Adiante será feita uma análise acerca das principais formas de investigação presentes no Estado Brasileiro, principalmente o inquérito policial, haja vista ser dedicado um capítulo específico a essa forma de investigação no Código de Processo Penal, ainda que não seja a única que dê subsídio à ação penal. Essa tarefa se faz essencial, a fim de se aferir a legitimidade do órgão Ministério Público em presidir procedimentos de investigação.
1.2 Investigação criminal judicial
Neste sistema, o juiz opera como uma verdadeira autoridade investigatória, além da produção das provas ser realizada à sua presença, muitas das provas são também produzidas por ele mesmo, sem que ele esteja atrelado a requerimentos ou requisições do Ministério Público ou da defesa, que passam, então, a ser simples auxiliares (LOPES JÚNIOR, 2014, p. 262).
Em resumo, o autor define o sistema de investigação presidido pela autoridade judiciária da seguinte maneira:
Em síntese, o juiz de instrução é o titular da investigação preliminar e cabe a ele receber direta ou indiretamente a notícia-crime, buscar as fontes de informação e investigar os fatos apontados. Dirigirá de perto a atividade policial e atuará pessoalmente, indo ao local do delito, determinando as perícias necessárias, interrogando os suspeitos, ouvindo a vítima e testemunhas, etc. Dessa forma, o instrutor poderá investigar, mesmo que o titular da futura ação penal entenda que não existem motivos razoáveis para isso (LOPES JÚNIOR, 2014, p. 262).
Atualmente esse sistema padece de diversas críticas, no sentido de que o magistrado ao funcionar ativamente na investigação criminal teria sua imparcialidade atingida, nesse diapasão é que, no atual sistema acusatório, a atribuição de proceder na fase investigatória fica a cargo das autoridades policiais, mediante controle externo do Ministério Público, que com os autos do inquérito policial em mãos, decidirá quanto à apresentação da opinio delict. A autoridade judiciária não atuando de forma relevante e ativa na investigação preserva qualquer tendência psicológica pré-definida (CAPEZ, 2013, p. 85).
Diante do ordenamento jurídico que se construiu no país, não se pode admitir que o juiz dê início a uma investigação antes da ação penal. Durante o inquérito, ele deve funcionar como um garantidor dos direitos e garantias individuais que sejam dependentes de análise por parte do magistrado nas situações previstas em lei e na constituição, em tutela daquele a quem se imputa a prática de uma infração penal (LIMA, 2014, p. 46-47).
Nos países em que se adota o sistema do juiz instrutor, há presunção absoluta de sua parcialidade. O Tribunal Europeu de Direitos Humanos, desde meados da década de 80, segue no sentido de que aquele juiz que tenha operado com poderes instrutórios será considerado prevento de modo que ficará inviabilizado de decidir o conflito intersubjetivo no caso concreto. A violação a esse entendimento violaria a imparcialidade do julgador e, por conseguinte, os atos até então produzidos. Isso trouxe importantes alterações legislativas em países como Espanha e França (LOPES JÚNIOR, 2014, p. 263).

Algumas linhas

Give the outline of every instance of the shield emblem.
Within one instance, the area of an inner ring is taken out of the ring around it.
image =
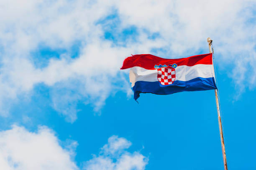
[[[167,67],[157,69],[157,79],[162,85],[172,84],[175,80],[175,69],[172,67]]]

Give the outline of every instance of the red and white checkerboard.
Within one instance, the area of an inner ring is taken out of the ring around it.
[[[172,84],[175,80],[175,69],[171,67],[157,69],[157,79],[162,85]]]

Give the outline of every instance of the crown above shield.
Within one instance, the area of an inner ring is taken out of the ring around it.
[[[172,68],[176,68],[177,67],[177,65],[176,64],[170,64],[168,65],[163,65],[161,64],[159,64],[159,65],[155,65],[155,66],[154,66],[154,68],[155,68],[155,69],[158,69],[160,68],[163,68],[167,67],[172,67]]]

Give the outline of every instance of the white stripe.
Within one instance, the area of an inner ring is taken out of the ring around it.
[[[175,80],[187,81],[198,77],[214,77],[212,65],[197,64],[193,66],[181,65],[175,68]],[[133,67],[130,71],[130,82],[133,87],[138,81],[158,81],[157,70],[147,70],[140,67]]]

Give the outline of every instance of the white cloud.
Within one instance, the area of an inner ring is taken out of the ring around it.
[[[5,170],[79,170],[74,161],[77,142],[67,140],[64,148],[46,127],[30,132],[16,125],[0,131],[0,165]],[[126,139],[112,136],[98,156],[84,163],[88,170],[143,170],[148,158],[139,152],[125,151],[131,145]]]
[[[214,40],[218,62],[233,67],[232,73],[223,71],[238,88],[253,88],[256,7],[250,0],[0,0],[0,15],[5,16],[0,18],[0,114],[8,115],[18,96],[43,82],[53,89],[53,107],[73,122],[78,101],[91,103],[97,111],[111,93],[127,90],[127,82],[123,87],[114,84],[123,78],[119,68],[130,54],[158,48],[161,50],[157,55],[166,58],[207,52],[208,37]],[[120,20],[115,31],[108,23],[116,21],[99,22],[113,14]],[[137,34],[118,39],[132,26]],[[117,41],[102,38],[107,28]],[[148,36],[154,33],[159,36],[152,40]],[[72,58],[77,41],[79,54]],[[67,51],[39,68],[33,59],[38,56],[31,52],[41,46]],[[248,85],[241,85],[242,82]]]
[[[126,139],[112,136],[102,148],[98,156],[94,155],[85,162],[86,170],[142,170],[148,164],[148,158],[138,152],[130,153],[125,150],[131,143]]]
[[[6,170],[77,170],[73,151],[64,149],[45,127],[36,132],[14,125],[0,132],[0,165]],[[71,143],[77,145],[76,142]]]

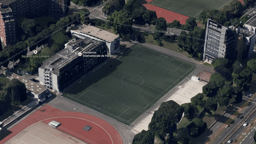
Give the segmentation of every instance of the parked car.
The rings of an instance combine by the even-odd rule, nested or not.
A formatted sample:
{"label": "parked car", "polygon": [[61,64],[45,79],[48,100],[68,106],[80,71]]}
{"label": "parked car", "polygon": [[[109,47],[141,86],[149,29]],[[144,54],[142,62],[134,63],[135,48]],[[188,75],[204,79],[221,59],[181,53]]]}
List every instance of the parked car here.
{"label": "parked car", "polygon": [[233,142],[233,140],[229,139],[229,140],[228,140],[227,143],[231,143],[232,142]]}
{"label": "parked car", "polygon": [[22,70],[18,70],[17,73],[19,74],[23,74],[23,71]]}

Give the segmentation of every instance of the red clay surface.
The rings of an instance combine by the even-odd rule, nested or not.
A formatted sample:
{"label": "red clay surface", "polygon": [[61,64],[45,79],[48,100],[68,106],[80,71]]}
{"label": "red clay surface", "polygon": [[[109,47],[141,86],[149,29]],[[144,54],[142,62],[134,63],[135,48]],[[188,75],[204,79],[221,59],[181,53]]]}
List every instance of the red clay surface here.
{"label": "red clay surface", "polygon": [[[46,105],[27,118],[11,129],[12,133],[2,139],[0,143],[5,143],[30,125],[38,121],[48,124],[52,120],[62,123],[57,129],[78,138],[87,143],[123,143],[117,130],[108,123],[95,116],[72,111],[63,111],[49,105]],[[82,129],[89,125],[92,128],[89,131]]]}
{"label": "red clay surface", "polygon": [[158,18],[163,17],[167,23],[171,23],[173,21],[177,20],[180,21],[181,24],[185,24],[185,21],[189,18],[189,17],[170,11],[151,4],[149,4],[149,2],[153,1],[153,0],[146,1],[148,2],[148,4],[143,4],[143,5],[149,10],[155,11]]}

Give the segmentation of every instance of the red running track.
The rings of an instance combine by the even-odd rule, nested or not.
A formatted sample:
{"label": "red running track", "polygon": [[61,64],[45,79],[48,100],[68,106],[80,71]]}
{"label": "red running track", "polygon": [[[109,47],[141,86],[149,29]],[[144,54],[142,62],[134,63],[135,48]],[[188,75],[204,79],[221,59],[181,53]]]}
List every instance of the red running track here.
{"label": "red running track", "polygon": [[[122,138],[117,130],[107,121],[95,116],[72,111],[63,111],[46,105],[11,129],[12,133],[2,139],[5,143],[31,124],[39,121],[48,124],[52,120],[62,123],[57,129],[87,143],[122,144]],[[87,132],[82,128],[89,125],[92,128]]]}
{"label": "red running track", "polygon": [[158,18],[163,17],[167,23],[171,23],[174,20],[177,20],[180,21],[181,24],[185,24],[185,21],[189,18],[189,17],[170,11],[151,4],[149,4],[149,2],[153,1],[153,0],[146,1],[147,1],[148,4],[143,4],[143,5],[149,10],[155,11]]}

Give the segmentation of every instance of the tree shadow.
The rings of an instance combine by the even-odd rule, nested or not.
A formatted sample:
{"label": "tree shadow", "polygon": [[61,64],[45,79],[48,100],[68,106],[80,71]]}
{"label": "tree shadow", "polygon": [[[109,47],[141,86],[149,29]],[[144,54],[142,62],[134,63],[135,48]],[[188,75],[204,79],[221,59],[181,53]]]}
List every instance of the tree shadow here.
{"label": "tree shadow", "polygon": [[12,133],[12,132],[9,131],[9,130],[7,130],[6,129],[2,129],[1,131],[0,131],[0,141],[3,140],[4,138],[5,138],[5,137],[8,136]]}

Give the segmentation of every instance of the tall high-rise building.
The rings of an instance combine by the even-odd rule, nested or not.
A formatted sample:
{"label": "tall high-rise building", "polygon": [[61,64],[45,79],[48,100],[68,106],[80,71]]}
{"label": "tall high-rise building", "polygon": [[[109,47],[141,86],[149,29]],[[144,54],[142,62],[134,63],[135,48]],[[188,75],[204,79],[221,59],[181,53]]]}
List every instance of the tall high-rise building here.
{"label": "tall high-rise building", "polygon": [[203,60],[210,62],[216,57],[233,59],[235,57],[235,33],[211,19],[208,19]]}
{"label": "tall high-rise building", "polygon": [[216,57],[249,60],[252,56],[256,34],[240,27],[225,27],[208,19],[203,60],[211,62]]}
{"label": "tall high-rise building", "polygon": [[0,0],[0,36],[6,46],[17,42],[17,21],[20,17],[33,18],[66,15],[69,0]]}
--
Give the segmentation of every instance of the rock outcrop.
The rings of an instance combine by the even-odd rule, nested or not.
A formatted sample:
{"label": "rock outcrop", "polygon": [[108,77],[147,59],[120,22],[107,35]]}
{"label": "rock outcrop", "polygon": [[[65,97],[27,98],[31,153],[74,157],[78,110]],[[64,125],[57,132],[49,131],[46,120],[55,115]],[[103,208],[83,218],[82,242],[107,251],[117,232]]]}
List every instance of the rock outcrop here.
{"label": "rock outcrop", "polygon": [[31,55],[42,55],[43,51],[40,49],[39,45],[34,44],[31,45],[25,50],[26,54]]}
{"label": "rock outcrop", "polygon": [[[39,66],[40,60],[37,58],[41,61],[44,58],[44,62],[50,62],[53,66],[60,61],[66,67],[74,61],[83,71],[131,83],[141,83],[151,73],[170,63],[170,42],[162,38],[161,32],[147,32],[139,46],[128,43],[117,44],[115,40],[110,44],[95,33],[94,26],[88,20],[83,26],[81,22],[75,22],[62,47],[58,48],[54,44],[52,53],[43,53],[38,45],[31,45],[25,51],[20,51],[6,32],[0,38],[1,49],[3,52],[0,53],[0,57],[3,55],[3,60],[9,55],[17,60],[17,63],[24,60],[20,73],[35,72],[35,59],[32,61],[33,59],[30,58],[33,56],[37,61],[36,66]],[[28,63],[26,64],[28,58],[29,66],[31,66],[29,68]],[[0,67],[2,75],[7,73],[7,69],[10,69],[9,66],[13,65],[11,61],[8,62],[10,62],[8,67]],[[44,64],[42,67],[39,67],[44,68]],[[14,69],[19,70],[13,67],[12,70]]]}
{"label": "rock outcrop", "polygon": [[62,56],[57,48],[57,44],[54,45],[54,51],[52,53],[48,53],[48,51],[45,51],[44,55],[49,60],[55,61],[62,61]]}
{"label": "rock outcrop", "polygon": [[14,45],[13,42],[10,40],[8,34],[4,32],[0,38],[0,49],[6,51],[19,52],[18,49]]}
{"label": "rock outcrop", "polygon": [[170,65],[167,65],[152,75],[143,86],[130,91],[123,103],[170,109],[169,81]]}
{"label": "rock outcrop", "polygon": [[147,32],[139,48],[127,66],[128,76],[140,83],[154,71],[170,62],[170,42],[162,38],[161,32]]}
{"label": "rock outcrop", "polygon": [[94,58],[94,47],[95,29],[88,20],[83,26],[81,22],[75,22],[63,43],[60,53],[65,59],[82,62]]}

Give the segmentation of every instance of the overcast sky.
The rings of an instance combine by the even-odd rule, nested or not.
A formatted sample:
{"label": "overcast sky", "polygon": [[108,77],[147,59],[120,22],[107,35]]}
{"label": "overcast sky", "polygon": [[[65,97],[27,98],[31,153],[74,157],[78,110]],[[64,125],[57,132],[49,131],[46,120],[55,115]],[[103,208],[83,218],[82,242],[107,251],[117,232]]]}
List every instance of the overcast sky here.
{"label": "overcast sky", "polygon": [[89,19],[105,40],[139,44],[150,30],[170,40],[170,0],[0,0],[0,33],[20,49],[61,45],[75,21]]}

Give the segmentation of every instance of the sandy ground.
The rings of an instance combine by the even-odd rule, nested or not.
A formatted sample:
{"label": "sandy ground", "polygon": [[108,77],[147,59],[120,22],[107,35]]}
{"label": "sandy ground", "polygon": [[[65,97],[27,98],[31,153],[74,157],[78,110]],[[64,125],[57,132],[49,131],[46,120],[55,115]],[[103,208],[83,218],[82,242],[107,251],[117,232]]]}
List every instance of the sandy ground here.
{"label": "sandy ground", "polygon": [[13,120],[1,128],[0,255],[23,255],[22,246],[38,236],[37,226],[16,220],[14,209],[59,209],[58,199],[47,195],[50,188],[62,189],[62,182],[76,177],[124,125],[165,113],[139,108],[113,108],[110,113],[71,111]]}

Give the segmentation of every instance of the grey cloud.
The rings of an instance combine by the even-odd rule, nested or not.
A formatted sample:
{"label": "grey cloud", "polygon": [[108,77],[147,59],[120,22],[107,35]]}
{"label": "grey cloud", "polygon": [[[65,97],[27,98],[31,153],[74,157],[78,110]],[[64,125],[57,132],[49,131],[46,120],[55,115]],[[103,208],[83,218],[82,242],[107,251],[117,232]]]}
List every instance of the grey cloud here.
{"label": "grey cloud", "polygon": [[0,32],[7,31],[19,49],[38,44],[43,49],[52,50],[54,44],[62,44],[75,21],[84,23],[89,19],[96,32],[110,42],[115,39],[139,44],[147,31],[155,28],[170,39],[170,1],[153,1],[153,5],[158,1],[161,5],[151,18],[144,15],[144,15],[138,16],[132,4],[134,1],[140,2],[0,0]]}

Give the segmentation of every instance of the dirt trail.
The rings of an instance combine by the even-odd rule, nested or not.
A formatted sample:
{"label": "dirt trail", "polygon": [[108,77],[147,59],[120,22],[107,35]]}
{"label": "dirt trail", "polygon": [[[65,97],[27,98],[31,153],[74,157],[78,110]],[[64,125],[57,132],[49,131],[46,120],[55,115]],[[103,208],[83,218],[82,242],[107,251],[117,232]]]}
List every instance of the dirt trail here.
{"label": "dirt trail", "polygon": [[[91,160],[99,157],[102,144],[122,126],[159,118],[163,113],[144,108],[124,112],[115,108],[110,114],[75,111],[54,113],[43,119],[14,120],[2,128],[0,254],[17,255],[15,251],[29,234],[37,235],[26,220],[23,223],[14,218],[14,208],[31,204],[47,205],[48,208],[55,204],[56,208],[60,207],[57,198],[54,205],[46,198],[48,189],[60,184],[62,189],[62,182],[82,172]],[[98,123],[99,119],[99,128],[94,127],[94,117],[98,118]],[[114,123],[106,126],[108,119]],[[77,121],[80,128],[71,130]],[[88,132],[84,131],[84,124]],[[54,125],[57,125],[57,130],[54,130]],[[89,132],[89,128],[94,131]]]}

* Lista de tarefas *
A – No texto sobre investigação criminal judicial, desde quando o Tribunal Europeu de Direitos Humanos entende que o juiz que atuou com poderes instrutórios fica prevento?
B – Repita do texto sobre investigação criminal judicial o trecho que começa em "Adiante será feita" e termina em "procedimentos de investigação.".
C – Resuma em duas frases o texto sobre investigação criminal judicial.

* Resultados finais *
A – Desde meados da década de 80.

B –
Adiante será feita uma análise acerca das principais formas de investigação presentes no Estado Brasileiro, principalmente o inquérito policial, haja vista ser dedicado um capítulo específico a essa forma de investigação no Código de Processo Penal, ainda que não seja a única que dê subsídio à ação penal. Essa tarefa se faz essencial, a fim de se aferir a legitimidade do órgão Ministério Público em presidir procedimentos de investigação.

C – Na investigação criminal judicial, o juiz de instrução é o titular da investigação preliminar e também produz provas, sem depender de pedidos do Ministério Público ou da defesa. Esse sistema é criticado por atingir a imparcialidade do juiz, e no sistema acusatório atual a investigação fica a cargo das autoridades policiais, com controle externo do Ministério Público.